Document:
________________________________________

Released by Aqualamb Records. Reviewed May 9.

My head immediately goes to the hooks of “Ten Days” and “Ascension Day” and “Savage Heart,” but the up-down surges of guitar in “Old News/New Fire” and the midtempo soulfulness in “A Thousand Miles” are no less resonant when it comes to the actual listening experience of the fifth Lo-Pan LP. Subtle, when it came to living up to its name, as much wasn’t as it was. Flourishes of harmony in the vocals of Jeff Martin, the pops in Jesse Bartz’s snare punctuating and propelling in kind, turns in Scott Thompson’s bass work twisting around the guitar of Chris Thompson, a relative newcomer to the fold making his debut with the band and showing no apparent trouble fitting in. I don’t imagine Lo-Pan is an easy band to join, especially at this point. They thrive on personality clash and, through years of touring, have a chemistry they’ve built between them that comes through even on their recordings. Nonetheless, Subtle is their clearest, sharpest-edged work yet, and as tight as their songwriting has become, they still groove and groove mightily. They are a treasure of American heavy rock and roll. Believe it.

11. Roadsaw, Tinnitus the Night

roadsaw tinnitus the night

Released by Ripple Music. Reviewed June 12.

While members of Roadsaw have spent the intervening years in projects like Kind, White Dynomite, Sasquatch and Murcielago, the Boston heavy rock kingpins have indeed been missed, and Tinnitus the Night works quickly to show why. It’s been well over 20 years since their first LP — hell, it’s been eight since they put out their 2011 self-titled (review here) — but their craft is at its own level, and Tinnitus the Night comes barreling through with “Shake” and “Along for the Ride” and “Final Phase” before opening up to broader fare on side B with “Find What You Need,” “Under the Devil’s Thumb” and “Midazolam” ahead of the subdued finale “Silence,” and the result is nothing less than a classic heavy rock LP structure as befitting what is itself a classic heavy rock LP. What’s Roadsaw’s future? I don’t know. It took them the better part of a decade to make this one happen, so take from that what you will, but to me, all it says is there’s even more reason to be grateful they got it done and out. To say the songs deserve that is putting it mildly.

________________________________________

Source data:
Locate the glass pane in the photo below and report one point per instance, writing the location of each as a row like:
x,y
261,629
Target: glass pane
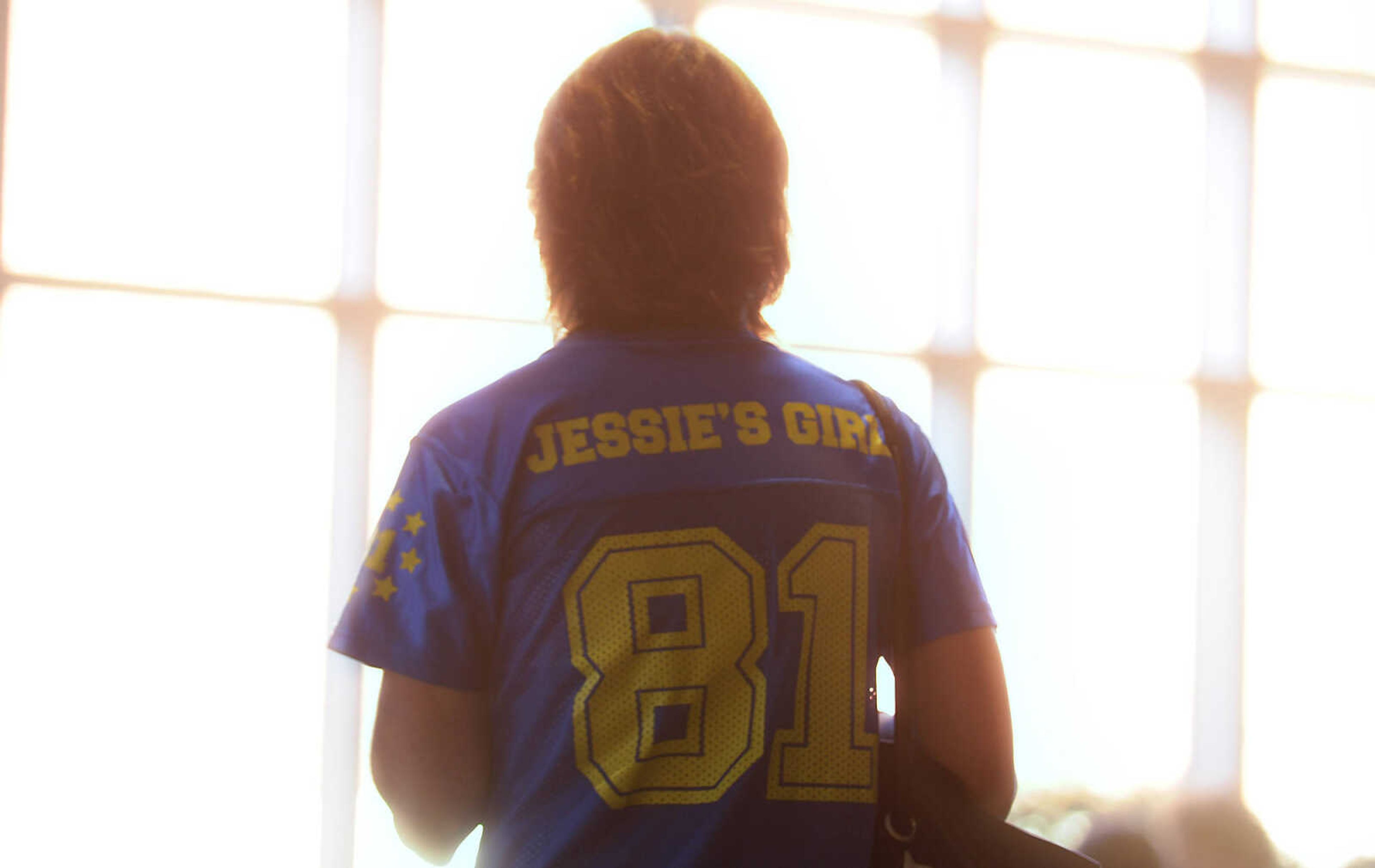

________________________________________

Given task 1:
In the album reviews, which label released Roadsaw's Tinnitus the Night?
Given task 2:
Continue the album reviews from the point where they stop.

Written response 1:
Ripple Music

Written response 2:
10. Worshipper, Light in the Wire

worshipper light in the wire

Released by Tee Pee Records. Reviewed April 24.

I’m not doing a ‘song of the year’ post, but if I was, Worshipper’s “Coming Through” might be it. The opening track from the Boston four-piece’s second album, Light in the Wire, marries classic pop drama in its melody with careening progressive riffing, and sets the tone for a record that is of both future and past, twistingly complex and yet immediately accessible, immersive as an entirety and still comprised of standout moments. These aren’t contradictions in Worshipper’s skillful hands, but the stuff of what’s already becoming their own take on rock. Tied together through melody, skillful rhythmic intricacy and solid structural foundations, “Light in the Wires,” “Visions from Beyond,” “Wither on the Vine” and others throughout post their own triumphs en route to enhancing the album as a whole, while “Nobody Else” and closer “Arise” underscore the emotive basis from which the perspective of the whole LP emanates. There are a lot of “next-gen” heavy rock bands out there weaving prog elements and traditional riffing together to some degree or other. Few, if any, can write a song like Worshipper can. I mean it. This band is something special.

9. Solace, The Brink

solace the brink

Released by Blues Funeral Recordings. Reviewed Nov. 21.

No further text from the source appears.